→ TASK 1
Reproduce verbatim the portion of the passage on semantic similarity graphs that begins with the words containing "The concept’s specifity" and ends with "clicking and dragging.".
→ TASK 2
According to the passage on semantic similarity graphs, what property of a concept is shown by the size of its node?

→ TEXT PASSAGE
- - - -

I evaluate an algorithm’s output by measuring the similarity of each node across the subgraphs of the expert and my algorithm (as shown in the figure right). By determining the average semantic similarity of the two graphs I can pick the best performing algorithm: the one which produces the semantically ‘closest’ subgraph.

For visualization purposes, I include the semantic similarity measurement between each node within a subgraph. This allows me to draw graphs where concepts are grouped by similarity: by mapping the similarity between two nodes to the edge’s (pull) force, a force-directed graph will group concepts by similarity; higher similarity means stronger pull. An example (created with the excellent d3.js library) below:

Blue nodes are from an expert.
Red nodes are from one of my algorithms.
The similarity between two nodes are mapped to:
- edge-length (short is most similar, long least)
- edge-color (white is most similar, black least)
The concept’s specifity is mapped to the size of the node (bigger is more specific).
Hovering over an edge displays the similarity between the two connected nodes.
Zoom in and out with mousewheel, pan by clicking and dragging.

This graph by itself already offers some quick insights, for example, the expert nodes are more specific in this graph, the expert nodes are semantically more similar (only Sagittal Plane and MRI are outside the main cluster). But only if these kind of patterns persist among different experts and texts, they could provide valuable insights in how to fine-tune the keyword extraction algorithms, and what specific information to take into account. I found that visualizing helps a lot in identifying these kind of patterns. On to analysis!

  • Pingback: graus.nu: Force-Directed Graphs: Playing around with D3.js

  • http://www.clementlevallois.net/ Clement Levallois

    hey david! I have to learn from you on this similarity work. One question sof rnow: why don’t you use stopwords? in the graph here, there are too many of them, making a lot of noise in your data?

    • dvdgrs

      This particular algorithm which created the blue nodes used the literal text, without any keyword extraction. I just took it as an example, it’s performing quite bad indeed… 

  • Clement Levallois

    two other comments:
    - cool blogging platform! WHat is it?
    - writing comments in black on a dark grey background is hard! Something to change maybe?

    • dvdgrs

      It’s WordPress!
      You’re right. Stupid Disqus comment system doesnt allow color changing in text area :/. I made the comment box lighter instead :-).
      BTW I’m planning to write a small WordNet synset similarity tutorial some time. It uses the same metric for similarity measurement as my ontology-based approach (but mine takes hours to find a path between concepts, NLTK has all the wordNet synset similarities stored somewhere I think, it’s very cool!).

  • http://twitter.com/jonathanstray jonathanstray

    Hi David. Really nice to run into your work!  Seems we are playing with a lot of similar concepts in different domains. In my document set analysis problem I don’t really have any ontology available — in fact part of the point of the system is to build an ontology/categorization system for the specific document sets.

- - - -

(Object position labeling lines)
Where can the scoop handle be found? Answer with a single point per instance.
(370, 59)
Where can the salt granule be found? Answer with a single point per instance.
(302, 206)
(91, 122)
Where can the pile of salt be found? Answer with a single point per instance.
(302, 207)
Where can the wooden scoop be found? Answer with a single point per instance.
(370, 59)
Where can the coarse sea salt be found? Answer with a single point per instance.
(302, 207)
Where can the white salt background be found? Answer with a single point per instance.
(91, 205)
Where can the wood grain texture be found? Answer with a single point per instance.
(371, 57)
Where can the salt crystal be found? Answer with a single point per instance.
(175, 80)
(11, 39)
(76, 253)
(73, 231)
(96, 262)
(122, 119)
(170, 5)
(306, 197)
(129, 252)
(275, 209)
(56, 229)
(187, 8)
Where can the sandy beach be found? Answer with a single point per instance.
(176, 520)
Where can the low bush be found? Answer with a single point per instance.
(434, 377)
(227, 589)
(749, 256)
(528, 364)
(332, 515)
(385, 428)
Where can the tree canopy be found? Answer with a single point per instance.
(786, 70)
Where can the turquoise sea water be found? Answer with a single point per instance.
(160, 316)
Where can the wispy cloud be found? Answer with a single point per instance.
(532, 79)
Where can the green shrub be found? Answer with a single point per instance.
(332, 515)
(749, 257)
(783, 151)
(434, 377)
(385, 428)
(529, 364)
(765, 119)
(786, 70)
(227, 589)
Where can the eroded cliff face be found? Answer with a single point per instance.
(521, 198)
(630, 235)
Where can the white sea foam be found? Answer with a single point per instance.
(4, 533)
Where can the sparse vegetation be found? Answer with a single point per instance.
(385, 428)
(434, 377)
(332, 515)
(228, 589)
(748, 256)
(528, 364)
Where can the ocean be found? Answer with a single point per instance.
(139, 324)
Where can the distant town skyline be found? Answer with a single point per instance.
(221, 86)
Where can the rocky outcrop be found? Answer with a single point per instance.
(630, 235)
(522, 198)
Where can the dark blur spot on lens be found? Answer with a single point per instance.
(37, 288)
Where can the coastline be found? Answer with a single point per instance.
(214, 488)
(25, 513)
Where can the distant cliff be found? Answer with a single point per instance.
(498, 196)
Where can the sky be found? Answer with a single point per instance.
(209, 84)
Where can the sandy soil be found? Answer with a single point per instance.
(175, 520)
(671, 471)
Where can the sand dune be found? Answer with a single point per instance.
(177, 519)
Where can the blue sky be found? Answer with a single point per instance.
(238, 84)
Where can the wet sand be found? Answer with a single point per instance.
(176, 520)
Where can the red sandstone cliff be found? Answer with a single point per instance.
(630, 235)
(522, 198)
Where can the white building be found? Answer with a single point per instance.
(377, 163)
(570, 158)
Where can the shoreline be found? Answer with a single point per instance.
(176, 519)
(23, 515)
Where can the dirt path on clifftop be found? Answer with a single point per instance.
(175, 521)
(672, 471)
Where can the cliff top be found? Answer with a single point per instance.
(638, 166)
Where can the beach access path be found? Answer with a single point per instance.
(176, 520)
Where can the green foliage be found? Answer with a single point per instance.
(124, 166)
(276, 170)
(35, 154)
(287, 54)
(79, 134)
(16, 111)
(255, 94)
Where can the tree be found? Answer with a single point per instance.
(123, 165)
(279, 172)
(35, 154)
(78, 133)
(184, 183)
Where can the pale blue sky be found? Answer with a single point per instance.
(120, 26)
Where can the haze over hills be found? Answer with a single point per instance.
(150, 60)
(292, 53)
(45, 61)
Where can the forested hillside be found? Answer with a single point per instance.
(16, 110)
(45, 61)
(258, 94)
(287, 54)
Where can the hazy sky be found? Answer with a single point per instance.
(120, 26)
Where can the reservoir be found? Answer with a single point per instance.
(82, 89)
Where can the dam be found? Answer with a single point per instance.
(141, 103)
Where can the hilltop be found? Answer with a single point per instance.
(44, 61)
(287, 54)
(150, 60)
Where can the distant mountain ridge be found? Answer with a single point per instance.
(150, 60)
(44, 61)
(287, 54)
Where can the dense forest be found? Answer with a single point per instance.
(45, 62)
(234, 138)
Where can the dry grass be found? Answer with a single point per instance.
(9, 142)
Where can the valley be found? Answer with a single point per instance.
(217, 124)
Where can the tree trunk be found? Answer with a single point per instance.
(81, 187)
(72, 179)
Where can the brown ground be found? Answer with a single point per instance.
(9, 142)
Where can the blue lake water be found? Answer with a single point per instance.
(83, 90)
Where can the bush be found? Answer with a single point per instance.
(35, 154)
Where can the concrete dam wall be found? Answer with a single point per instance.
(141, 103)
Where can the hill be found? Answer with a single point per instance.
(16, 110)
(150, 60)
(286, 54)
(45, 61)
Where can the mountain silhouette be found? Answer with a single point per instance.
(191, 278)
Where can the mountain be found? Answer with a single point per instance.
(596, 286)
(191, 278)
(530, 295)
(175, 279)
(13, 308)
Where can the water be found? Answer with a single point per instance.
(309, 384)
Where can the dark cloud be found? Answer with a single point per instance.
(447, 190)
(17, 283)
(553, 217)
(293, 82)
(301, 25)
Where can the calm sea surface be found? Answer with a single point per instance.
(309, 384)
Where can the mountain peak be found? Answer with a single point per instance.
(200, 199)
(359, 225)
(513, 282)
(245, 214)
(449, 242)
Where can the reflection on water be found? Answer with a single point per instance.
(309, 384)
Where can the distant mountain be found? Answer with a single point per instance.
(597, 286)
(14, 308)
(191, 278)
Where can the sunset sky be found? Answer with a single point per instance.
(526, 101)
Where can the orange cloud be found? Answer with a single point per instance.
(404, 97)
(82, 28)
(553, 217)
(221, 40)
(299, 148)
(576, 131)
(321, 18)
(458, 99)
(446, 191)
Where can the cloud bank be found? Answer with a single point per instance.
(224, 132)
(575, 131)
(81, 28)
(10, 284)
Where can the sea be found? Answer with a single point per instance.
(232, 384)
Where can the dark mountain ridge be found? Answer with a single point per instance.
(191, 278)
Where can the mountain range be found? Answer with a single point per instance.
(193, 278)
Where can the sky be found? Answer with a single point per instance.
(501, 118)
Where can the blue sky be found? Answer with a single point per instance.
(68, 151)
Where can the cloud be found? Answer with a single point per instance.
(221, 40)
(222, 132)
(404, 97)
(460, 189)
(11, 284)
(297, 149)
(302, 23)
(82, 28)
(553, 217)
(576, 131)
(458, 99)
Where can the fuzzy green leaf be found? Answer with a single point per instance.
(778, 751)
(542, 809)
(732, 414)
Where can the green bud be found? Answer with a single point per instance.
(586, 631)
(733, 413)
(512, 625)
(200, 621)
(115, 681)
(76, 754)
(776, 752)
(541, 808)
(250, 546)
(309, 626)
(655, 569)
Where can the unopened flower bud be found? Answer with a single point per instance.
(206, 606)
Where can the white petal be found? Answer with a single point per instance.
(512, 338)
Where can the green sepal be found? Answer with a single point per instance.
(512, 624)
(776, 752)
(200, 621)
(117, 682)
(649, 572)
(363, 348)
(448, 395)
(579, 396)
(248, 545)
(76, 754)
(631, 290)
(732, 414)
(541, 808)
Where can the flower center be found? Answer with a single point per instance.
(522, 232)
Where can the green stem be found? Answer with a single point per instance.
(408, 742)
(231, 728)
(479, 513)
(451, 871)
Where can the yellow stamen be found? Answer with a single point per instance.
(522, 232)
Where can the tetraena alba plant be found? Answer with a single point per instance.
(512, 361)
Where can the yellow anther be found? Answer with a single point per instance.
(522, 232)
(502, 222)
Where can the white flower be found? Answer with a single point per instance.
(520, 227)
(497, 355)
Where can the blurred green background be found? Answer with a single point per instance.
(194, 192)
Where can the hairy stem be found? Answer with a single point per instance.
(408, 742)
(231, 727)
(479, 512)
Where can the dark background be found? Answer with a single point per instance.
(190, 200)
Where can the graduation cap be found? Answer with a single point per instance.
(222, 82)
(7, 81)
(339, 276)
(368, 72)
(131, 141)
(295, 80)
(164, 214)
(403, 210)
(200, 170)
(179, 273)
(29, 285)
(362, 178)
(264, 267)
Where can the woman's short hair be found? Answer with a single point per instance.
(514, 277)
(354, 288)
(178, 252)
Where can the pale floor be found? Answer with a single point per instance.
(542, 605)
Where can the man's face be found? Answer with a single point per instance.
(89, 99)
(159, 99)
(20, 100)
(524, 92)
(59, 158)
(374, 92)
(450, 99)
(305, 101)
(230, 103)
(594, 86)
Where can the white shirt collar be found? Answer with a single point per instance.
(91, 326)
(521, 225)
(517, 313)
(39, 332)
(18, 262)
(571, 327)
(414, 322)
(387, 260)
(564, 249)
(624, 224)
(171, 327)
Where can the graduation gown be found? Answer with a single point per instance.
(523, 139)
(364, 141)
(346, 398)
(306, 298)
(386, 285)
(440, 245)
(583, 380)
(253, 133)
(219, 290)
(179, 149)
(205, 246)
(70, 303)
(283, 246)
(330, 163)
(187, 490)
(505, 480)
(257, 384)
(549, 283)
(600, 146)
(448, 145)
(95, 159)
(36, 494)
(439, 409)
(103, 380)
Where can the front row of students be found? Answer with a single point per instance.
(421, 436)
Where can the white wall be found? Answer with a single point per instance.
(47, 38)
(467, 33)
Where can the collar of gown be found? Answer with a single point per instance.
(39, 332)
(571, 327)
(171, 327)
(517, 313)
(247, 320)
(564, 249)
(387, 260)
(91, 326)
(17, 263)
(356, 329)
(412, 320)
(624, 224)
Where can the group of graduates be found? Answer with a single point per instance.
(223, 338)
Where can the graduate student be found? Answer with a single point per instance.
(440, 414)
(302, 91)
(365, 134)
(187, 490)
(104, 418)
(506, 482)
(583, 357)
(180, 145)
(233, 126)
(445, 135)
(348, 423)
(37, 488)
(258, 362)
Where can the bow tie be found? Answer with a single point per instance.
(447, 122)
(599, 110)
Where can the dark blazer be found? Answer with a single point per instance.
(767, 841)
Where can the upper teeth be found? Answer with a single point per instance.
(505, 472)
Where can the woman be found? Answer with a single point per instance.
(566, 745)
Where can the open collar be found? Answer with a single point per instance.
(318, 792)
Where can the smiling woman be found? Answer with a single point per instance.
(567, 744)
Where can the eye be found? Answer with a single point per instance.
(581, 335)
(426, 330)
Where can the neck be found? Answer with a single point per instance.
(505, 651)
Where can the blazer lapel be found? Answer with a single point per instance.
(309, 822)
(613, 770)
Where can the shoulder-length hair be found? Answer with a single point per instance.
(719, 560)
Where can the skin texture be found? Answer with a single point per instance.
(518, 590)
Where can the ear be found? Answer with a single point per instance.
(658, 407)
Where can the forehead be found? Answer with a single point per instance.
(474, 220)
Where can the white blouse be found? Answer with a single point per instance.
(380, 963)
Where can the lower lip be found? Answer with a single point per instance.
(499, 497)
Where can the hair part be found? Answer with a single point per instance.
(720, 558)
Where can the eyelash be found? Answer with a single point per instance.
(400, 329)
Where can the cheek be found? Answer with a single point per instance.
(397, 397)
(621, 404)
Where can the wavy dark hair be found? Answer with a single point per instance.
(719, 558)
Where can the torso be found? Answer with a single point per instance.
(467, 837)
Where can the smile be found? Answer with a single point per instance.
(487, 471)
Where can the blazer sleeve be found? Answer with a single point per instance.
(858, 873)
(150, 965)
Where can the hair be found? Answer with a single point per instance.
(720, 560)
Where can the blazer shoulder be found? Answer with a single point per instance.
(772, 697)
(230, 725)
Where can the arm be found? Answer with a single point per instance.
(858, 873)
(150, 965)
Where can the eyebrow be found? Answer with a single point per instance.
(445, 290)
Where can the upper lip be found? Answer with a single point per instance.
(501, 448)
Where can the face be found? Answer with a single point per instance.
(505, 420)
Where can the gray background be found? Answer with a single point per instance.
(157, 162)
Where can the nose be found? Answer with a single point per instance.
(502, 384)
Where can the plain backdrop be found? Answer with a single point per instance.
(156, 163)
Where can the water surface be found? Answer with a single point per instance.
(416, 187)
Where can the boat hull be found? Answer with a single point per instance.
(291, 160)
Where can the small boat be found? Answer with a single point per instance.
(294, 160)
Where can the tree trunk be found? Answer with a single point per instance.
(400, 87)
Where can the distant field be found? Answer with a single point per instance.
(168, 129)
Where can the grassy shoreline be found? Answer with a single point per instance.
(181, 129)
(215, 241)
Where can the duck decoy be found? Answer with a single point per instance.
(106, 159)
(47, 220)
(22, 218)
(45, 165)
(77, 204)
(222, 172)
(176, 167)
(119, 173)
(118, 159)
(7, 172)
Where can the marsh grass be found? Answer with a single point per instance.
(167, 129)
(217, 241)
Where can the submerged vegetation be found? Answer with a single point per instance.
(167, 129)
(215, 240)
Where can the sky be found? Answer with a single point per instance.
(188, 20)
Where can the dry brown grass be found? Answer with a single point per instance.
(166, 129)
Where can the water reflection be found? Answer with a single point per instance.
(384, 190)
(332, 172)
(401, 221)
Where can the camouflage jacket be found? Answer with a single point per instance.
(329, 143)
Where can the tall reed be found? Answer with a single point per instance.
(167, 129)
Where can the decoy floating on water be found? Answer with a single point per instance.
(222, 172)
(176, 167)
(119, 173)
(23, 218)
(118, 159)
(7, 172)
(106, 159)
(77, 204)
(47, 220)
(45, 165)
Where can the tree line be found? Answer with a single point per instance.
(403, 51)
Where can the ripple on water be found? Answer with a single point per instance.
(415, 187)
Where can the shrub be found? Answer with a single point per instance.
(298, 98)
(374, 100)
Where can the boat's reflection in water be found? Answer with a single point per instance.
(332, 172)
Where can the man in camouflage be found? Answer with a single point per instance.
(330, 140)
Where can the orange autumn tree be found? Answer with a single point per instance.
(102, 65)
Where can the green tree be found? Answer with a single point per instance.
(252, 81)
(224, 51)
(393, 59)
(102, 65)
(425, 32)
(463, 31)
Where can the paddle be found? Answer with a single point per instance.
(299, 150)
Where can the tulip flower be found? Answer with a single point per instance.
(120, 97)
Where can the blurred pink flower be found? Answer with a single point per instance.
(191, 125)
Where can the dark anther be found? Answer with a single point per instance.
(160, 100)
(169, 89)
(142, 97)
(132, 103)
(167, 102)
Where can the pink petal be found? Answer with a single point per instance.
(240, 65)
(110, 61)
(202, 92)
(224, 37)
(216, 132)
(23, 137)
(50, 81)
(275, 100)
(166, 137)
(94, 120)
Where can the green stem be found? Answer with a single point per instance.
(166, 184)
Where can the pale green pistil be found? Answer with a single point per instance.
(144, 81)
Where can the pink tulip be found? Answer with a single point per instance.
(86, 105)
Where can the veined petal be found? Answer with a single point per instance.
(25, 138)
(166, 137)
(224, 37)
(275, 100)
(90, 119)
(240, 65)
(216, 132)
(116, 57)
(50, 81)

- - - -

→ ANSWER 1
The concept’s specifity is mapped to the size of the node (bigger is more specific).
Hovering over an edge displays the similarity between the two connected nodes.
Zoom in and out with mousewheel, pan by clicking and dragging.

→ ANSWER 2
Node size shows the concept's specificity, with bigger nodes being more specific.